Saturday 6 November 2010

Easier for them


Sometimes I wish I was a guy! I know it's such a weird thing to say, especially because I'm always telling guys that it's such a great thing to be a girl! But in some things lately I think they have it so much easier, it started with me dressing up as a guy for a Halloween party in our uni..I know what your thinking "what's so weird about that?" it's very out of character for me,  I'm the really quiet kind of girly girl who would come as a princess or something along those lines....but I took the plunge and went as a gangster. Here is the reasons why I think they have it easier;
1. They get to wear whatever, look like complete sh**t and it'll all be okay, a girl does the same and gets asked "are you okay? you don't look so good today" 
2. Complete and utter freedom, the amount of things I have wanted to do...and just been told I can't cause I'm a girl and it's not safe.

Information supplied:
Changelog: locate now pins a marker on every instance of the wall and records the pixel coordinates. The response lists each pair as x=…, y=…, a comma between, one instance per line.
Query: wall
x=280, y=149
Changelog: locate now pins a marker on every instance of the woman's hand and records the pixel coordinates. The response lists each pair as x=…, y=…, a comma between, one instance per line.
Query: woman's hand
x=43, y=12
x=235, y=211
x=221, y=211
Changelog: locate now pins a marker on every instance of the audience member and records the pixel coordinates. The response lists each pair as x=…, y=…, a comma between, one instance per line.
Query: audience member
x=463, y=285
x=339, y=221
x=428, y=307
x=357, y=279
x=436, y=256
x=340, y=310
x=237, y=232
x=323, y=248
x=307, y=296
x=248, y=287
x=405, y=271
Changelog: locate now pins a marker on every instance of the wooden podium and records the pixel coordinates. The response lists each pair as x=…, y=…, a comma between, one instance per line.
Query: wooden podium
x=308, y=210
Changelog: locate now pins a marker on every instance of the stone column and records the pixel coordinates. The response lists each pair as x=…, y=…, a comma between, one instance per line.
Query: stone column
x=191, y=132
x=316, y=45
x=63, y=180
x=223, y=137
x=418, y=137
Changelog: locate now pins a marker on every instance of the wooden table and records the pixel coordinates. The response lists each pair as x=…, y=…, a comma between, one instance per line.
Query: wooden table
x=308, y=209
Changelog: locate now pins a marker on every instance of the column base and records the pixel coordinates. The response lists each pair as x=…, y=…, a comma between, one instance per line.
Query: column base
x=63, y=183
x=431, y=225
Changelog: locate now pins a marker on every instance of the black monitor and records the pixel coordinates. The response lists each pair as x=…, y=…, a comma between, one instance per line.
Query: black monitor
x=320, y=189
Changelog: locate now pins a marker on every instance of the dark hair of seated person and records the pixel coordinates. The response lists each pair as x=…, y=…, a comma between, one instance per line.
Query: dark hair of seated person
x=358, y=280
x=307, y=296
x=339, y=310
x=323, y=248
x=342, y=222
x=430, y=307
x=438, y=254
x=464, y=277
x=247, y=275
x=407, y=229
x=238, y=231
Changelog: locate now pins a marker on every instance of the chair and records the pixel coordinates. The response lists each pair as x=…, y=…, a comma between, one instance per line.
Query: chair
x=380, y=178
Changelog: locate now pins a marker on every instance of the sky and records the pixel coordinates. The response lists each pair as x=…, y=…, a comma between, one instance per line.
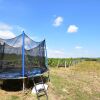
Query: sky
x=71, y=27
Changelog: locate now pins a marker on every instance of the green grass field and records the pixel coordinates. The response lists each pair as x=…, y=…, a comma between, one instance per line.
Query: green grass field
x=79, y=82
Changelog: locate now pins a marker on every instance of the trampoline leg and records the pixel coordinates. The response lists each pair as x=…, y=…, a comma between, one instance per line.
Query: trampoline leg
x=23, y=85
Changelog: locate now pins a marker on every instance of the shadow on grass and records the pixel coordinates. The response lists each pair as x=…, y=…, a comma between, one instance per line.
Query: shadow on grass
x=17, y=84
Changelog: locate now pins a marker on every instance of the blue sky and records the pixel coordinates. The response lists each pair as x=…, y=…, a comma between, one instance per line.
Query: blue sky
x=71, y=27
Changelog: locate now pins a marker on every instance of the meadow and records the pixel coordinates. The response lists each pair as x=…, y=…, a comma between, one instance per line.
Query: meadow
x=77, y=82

...

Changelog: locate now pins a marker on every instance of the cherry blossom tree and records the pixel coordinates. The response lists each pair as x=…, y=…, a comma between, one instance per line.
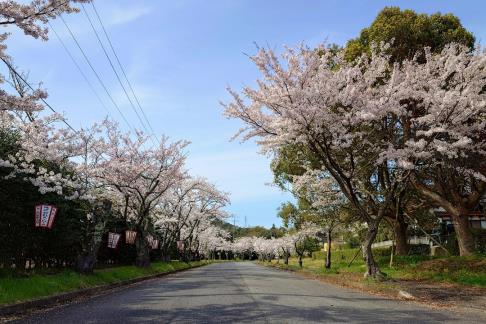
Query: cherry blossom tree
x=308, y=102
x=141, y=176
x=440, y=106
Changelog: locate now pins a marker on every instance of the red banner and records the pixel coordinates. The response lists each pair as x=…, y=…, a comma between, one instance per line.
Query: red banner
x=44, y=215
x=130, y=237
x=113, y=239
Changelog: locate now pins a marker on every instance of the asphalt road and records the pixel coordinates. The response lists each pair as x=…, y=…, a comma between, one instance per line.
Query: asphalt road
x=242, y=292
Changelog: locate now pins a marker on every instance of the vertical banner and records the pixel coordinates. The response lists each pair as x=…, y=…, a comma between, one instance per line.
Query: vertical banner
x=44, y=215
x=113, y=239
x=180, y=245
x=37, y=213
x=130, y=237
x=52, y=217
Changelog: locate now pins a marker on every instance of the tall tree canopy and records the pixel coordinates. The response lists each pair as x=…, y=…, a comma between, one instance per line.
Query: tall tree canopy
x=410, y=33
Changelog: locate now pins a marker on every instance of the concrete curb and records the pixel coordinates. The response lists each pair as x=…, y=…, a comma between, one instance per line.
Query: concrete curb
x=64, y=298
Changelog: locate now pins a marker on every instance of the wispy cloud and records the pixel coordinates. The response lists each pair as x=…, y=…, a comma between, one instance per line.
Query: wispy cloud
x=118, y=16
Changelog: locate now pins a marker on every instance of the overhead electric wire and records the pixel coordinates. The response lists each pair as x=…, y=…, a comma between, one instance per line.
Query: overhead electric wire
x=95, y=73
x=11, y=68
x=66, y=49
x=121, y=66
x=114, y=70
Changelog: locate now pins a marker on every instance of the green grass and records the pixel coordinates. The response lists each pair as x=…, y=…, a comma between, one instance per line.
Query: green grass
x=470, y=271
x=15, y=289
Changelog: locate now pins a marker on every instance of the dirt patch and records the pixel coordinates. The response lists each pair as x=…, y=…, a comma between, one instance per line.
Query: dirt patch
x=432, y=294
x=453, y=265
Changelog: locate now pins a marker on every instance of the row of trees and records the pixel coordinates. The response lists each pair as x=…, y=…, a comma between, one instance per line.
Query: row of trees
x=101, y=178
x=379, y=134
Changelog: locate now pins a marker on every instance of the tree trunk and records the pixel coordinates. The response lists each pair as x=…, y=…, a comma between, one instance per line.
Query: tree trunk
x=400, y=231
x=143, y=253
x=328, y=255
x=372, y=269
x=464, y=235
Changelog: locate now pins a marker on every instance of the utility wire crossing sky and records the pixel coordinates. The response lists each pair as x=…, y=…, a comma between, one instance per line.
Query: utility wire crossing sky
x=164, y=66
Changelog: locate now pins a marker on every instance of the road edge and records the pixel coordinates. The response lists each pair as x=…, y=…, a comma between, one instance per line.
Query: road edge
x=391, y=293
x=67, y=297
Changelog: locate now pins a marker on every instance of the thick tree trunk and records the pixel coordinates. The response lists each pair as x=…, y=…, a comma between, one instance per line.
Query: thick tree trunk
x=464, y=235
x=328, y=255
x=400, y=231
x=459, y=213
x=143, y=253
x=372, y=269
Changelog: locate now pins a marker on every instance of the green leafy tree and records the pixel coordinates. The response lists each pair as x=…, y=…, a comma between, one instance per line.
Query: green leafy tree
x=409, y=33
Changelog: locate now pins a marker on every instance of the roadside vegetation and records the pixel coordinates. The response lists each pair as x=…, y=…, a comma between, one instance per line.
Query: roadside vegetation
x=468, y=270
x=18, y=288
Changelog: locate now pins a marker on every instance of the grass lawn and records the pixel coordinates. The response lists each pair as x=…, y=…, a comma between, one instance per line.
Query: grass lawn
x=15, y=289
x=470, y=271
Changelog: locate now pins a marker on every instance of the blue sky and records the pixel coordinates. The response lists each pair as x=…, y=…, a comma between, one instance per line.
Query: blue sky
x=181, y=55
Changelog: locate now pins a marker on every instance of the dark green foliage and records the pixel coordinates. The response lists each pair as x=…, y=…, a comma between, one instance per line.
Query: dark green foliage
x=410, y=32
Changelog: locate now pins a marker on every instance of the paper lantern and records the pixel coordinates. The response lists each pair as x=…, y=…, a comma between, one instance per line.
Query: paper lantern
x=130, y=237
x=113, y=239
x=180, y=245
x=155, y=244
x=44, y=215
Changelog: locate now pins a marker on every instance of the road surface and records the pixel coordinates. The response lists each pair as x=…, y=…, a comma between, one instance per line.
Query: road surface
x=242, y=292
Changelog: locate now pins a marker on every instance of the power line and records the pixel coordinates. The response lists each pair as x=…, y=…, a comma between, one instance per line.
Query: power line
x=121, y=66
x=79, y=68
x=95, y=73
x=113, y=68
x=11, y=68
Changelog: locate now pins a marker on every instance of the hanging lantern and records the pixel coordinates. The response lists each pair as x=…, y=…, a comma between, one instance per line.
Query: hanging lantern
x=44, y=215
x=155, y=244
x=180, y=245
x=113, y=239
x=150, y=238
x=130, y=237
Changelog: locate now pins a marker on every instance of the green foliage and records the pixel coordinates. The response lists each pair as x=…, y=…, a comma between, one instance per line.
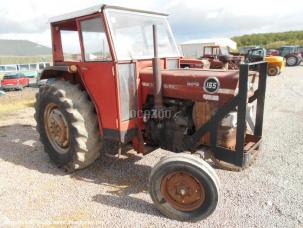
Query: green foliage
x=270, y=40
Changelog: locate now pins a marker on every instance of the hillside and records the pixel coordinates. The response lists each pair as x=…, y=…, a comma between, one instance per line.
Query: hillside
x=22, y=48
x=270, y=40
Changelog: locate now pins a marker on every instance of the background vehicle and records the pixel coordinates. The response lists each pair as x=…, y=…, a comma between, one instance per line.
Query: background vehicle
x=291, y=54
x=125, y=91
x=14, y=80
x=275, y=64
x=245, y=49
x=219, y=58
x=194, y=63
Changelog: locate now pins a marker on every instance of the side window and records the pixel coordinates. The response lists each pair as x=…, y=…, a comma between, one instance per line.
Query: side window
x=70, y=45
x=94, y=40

...

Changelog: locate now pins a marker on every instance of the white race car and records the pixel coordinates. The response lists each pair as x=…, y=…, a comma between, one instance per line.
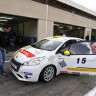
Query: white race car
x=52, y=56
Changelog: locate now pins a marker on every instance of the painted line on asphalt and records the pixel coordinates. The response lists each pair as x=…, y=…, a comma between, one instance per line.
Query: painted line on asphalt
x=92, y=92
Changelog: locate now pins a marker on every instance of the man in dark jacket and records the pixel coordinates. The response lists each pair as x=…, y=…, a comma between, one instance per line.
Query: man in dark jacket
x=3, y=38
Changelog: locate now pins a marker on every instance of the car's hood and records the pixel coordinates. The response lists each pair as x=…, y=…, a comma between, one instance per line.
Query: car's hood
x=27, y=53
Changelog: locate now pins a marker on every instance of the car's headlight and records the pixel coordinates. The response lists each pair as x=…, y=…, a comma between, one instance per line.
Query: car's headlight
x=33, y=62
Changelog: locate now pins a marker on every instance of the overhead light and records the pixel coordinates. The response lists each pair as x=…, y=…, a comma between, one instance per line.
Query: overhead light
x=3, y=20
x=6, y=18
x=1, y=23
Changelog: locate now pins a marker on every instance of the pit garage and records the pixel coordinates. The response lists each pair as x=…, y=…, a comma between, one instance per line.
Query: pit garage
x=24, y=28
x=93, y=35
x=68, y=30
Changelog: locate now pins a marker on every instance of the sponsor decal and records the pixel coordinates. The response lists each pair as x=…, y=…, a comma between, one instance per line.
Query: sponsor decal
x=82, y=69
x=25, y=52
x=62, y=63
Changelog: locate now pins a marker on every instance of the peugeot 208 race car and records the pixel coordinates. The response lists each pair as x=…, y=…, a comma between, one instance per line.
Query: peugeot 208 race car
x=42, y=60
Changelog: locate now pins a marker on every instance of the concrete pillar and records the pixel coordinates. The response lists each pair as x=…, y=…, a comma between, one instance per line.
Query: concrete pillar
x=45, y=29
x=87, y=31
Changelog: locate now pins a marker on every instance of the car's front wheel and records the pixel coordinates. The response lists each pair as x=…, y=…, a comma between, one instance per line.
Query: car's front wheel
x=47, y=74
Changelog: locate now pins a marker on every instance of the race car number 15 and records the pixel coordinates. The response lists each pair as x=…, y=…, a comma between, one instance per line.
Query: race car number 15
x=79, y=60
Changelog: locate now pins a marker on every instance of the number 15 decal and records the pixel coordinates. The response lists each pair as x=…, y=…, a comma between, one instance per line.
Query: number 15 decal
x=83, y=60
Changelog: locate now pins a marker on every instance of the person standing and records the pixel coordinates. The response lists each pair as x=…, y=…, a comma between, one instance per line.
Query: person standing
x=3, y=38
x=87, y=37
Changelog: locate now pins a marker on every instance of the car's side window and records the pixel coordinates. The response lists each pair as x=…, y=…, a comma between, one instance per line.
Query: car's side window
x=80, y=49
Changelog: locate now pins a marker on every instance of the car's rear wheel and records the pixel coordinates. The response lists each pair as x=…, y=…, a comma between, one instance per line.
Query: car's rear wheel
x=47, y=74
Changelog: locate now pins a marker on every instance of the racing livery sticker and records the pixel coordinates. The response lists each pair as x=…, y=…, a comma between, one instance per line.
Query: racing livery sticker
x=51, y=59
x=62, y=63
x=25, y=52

Work request A: In the blog post about why guys have it easier, what costume did the writer wear to the university Halloween party?
Work request B: Extend the blog post about why guys have it easier, picking up after its second numbered reason.

Reply A: A gangster.

Reply B:
        So this is part of the reason that made me start to write this blog, I want to have that freedom, I want to be able to say what I think. I know for most people the easier solution  would just be to open up their mouth and just say what they think, but for me it's a lot harder. It's not in my nature, whatever opinions or thoughts I have I usually keep to myself, but I do have an opinion and I do want to my voice to be heard. So I'm taking it a step at a time, first step is this blog! 
   I am the aspiring Leonardo da Vinci.I greatly admire da Vinci, he was able to do all the things he loved and make a living out of it, I know that I will never be comparable to him but I will strive for it anyway. I want to be able to put all the things that I love together my love for art, writing and science/medicine. I'm not always sure of what I want, especially of what I want to do with the rest of my life, but on the way to figuring it out I'm doing medicine for the mean time and see where it takes me!